#### What the exercise asks:
Locate the line that contains "Target: grass" in the entries below, then repeat it and every following line through the line that contains "Target: woman's ear", exactly, and no others.

Region pointing data
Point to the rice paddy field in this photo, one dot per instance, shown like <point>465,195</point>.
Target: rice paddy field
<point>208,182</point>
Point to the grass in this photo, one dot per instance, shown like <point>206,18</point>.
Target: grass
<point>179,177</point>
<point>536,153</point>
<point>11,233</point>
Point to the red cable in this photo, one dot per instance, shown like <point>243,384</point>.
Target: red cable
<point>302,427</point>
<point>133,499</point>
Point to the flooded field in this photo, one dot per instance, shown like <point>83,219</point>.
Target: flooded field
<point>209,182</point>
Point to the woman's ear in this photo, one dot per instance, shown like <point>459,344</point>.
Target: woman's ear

...

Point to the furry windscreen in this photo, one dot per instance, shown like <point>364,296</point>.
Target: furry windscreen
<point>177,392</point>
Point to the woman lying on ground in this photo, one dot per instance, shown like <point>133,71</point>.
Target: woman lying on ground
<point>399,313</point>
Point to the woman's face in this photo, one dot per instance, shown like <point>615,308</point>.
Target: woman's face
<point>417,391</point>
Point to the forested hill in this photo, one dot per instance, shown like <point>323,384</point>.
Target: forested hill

#### Reply to the task:
Target: grass
<point>179,177</point>
<point>536,153</point>
<point>11,233</point>
Point to the red cable in this photo, one dot per instance, shown like <point>243,384</point>.
Target: red cable
<point>302,427</point>
<point>133,499</point>
Point to the flooded field in this photo, one dot per instance, shown like <point>83,219</point>.
Target: flooded field
<point>209,182</point>
Point to the woman's ear in this photo, one dot per instance, shown like <point>459,344</point>.
Target: woman's ear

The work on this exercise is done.